Rows from a pointing dataset
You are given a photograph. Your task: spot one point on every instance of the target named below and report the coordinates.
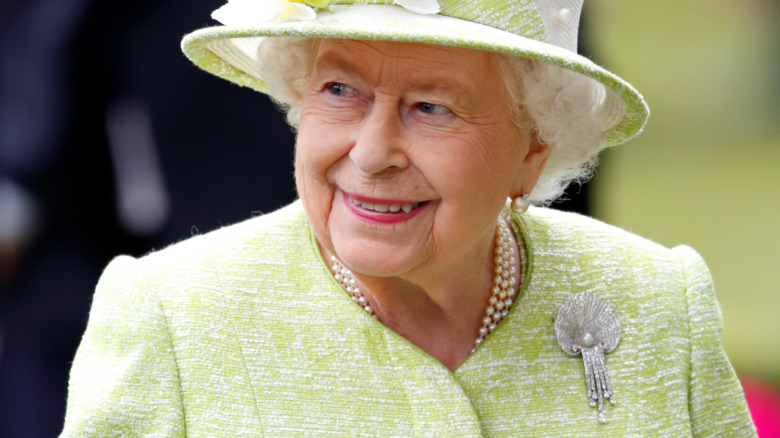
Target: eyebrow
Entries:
(333, 60)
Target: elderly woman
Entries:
(411, 291)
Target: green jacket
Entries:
(244, 332)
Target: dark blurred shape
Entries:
(143, 202)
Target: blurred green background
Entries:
(706, 171)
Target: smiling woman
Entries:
(412, 290)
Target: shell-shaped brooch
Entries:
(587, 325)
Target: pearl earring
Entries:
(520, 204)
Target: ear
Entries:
(530, 166)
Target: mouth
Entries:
(386, 207)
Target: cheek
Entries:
(317, 152)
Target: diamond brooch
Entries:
(587, 325)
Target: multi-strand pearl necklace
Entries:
(502, 294)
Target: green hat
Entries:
(543, 30)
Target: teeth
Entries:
(384, 208)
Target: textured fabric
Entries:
(538, 30)
(244, 332)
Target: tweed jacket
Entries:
(245, 332)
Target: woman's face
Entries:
(406, 154)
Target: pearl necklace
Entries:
(502, 294)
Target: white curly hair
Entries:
(568, 111)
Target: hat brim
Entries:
(229, 52)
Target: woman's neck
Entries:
(438, 309)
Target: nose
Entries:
(377, 144)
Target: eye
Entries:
(339, 89)
(432, 108)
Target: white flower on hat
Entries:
(250, 12)
(420, 6)
(246, 13)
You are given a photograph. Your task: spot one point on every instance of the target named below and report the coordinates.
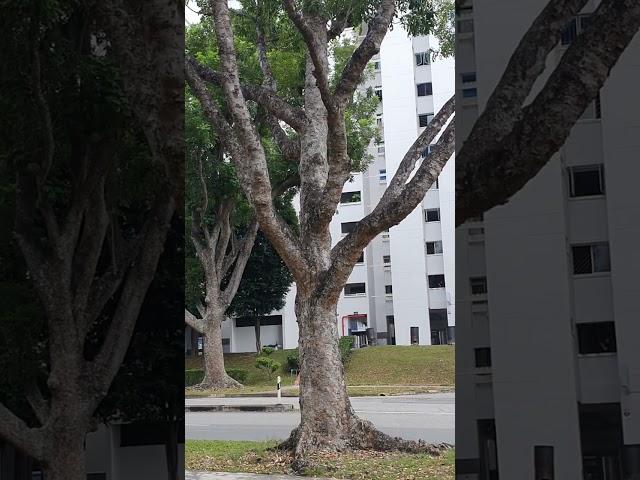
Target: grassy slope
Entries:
(384, 365)
(255, 457)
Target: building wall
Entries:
(535, 304)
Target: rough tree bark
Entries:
(510, 141)
(223, 255)
(327, 419)
(256, 329)
(66, 249)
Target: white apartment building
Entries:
(401, 292)
(548, 370)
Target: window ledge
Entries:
(580, 276)
(582, 198)
(596, 355)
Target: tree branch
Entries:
(194, 322)
(244, 251)
(352, 73)
(388, 213)
(15, 431)
(543, 126)
(263, 96)
(314, 33)
(413, 155)
(250, 157)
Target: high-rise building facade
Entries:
(548, 377)
(401, 291)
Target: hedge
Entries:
(195, 375)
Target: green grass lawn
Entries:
(258, 457)
(392, 369)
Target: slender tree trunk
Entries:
(66, 460)
(328, 422)
(215, 375)
(171, 450)
(258, 342)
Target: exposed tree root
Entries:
(360, 435)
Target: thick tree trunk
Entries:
(328, 422)
(257, 330)
(67, 458)
(215, 375)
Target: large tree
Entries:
(515, 136)
(222, 223)
(264, 286)
(316, 135)
(92, 104)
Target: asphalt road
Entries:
(428, 417)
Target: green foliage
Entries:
(268, 364)
(293, 359)
(435, 17)
(238, 374)
(345, 345)
(267, 351)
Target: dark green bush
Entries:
(345, 344)
(267, 351)
(268, 364)
(238, 374)
(193, 377)
(293, 359)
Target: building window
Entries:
(351, 289)
(436, 281)
(597, 337)
(425, 89)
(586, 180)
(591, 258)
(483, 357)
(423, 58)
(348, 227)
(424, 119)
(543, 462)
(415, 335)
(351, 197)
(478, 285)
(469, 92)
(469, 77)
(464, 26)
(434, 248)
(432, 215)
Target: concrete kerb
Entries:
(278, 407)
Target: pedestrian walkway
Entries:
(243, 476)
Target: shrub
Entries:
(345, 344)
(267, 351)
(293, 359)
(268, 364)
(238, 374)
(193, 377)
(196, 375)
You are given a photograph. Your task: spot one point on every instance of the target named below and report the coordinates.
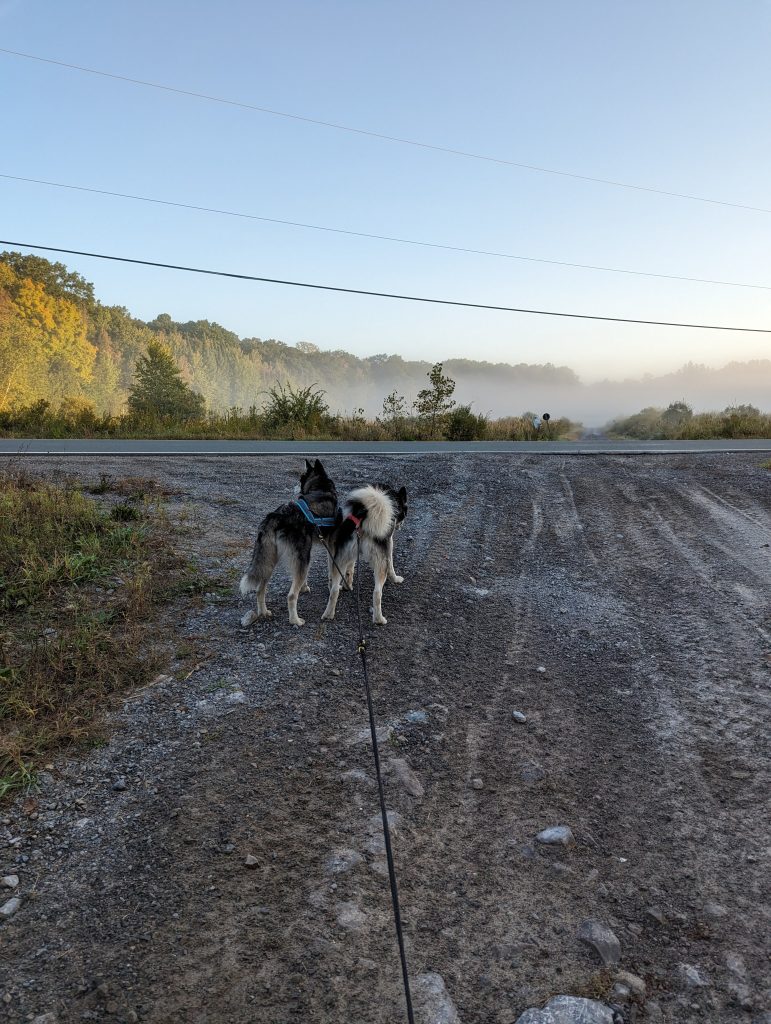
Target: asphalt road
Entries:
(598, 446)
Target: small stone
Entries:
(417, 717)
(635, 984)
(692, 977)
(568, 1010)
(9, 908)
(343, 860)
(556, 836)
(432, 999)
(602, 940)
(350, 915)
(404, 774)
(715, 911)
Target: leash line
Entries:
(384, 814)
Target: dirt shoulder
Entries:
(640, 586)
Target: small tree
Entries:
(434, 401)
(159, 389)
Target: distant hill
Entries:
(57, 341)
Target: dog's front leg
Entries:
(391, 570)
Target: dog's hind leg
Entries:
(299, 566)
(258, 574)
(391, 570)
(380, 568)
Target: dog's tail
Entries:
(380, 517)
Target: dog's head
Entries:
(314, 478)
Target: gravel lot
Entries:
(620, 604)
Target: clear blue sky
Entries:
(672, 95)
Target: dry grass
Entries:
(79, 584)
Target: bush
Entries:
(303, 411)
(463, 425)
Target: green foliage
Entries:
(463, 425)
(303, 411)
(159, 390)
(434, 401)
(678, 422)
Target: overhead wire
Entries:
(385, 295)
(467, 154)
(381, 238)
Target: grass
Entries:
(78, 589)
(297, 415)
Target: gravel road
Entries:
(236, 873)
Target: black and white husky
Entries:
(375, 512)
(287, 536)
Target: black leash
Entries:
(383, 812)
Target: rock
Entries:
(635, 984)
(10, 907)
(568, 1010)
(556, 836)
(692, 977)
(432, 1000)
(656, 914)
(350, 915)
(343, 860)
(358, 777)
(404, 774)
(416, 717)
(602, 940)
(715, 911)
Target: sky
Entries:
(670, 96)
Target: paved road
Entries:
(87, 446)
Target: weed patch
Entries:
(78, 590)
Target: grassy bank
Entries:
(80, 577)
(301, 422)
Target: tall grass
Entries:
(77, 588)
(301, 415)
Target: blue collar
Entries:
(319, 521)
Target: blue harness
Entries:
(320, 522)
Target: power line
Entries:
(382, 238)
(384, 295)
(387, 138)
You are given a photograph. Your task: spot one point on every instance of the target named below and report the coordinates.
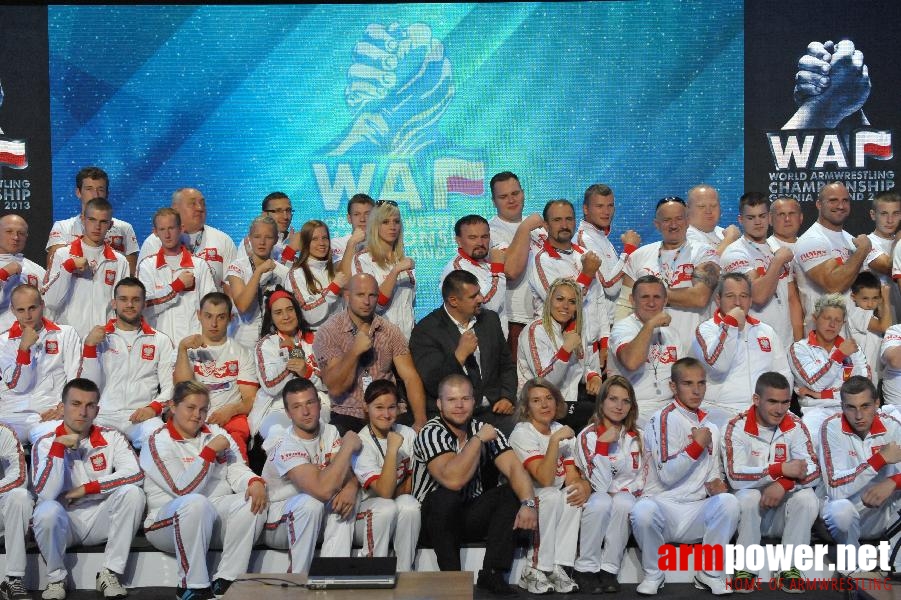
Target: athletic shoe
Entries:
(715, 585)
(535, 581)
(609, 582)
(561, 581)
(55, 591)
(220, 587)
(744, 582)
(193, 594)
(494, 582)
(649, 587)
(13, 588)
(108, 584)
(791, 581)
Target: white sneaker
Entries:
(649, 587)
(55, 591)
(561, 582)
(715, 585)
(108, 584)
(535, 581)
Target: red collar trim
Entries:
(76, 249)
(186, 262)
(16, 329)
(95, 436)
(812, 340)
(173, 432)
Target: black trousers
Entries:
(450, 520)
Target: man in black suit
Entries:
(461, 337)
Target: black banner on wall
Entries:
(25, 122)
(805, 127)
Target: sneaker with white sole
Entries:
(715, 585)
(55, 591)
(535, 581)
(649, 587)
(561, 582)
(108, 584)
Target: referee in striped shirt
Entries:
(451, 454)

INSTRUCTION ▸ From the material above, write out exactly the lines from the line with "Target: gravel road" through the closing line, inclusive, and no pictures.

OUTPUT OF THE EXERCISE ▸
Target: gravel road
Entries:
(236, 873)
Target: black and white husky
Entries:
(375, 512)
(287, 536)
Target: black leash
Entries:
(383, 812)
Target: rock
Entries:
(635, 984)
(10, 907)
(568, 1010)
(556, 836)
(692, 977)
(432, 1000)
(656, 914)
(350, 915)
(343, 860)
(358, 777)
(404, 774)
(416, 717)
(602, 940)
(715, 911)
Target: sky
Entries:
(670, 96)
Target: paved road
Entries:
(87, 446)
Target: weed patch
Entries:
(78, 590)
Target: grassy bank
Entries:
(80, 577)
(301, 422)
Target: tall grass
Entries:
(77, 588)
(301, 415)
Target: blue collar
Entries:
(319, 521)
Target: blue harness
Entries:
(320, 522)
Target: power line
Entries:
(382, 238)
(384, 295)
(387, 138)
You are given a photograph. Your task: spot one point on every instance of the target named below and report the coordinates.
Target: athletic shoe
Entries:
(715, 585)
(535, 581)
(609, 582)
(561, 581)
(55, 591)
(220, 587)
(744, 582)
(193, 594)
(494, 582)
(649, 587)
(13, 588)
(108, 584)
(791, 581)
Target: white sneaker
Entries:
(649, 587)
(55, 591)
(561, 582)
(715, 585)
(108, 584)
(535, 581)
Target: red collar trim
Entries:
(76, 249)
(186, 262)
(16, 329)
(95, 436)
(812, 340)
(173, 432)
Target: black trousers
Entries:
(450, 520)
Target: man in black suit
Entries:
(461, 337)
Target: black banner on wall
Entries:
(25, 122)
(805, 127)
Target: sneaker with white sole
Entries:
(715, 585)
(55, 591)
(535, 581)
(649, 587)
(561, 582)
(108, 584)
Target: referee in striped shirt
Entries:
(451, 454)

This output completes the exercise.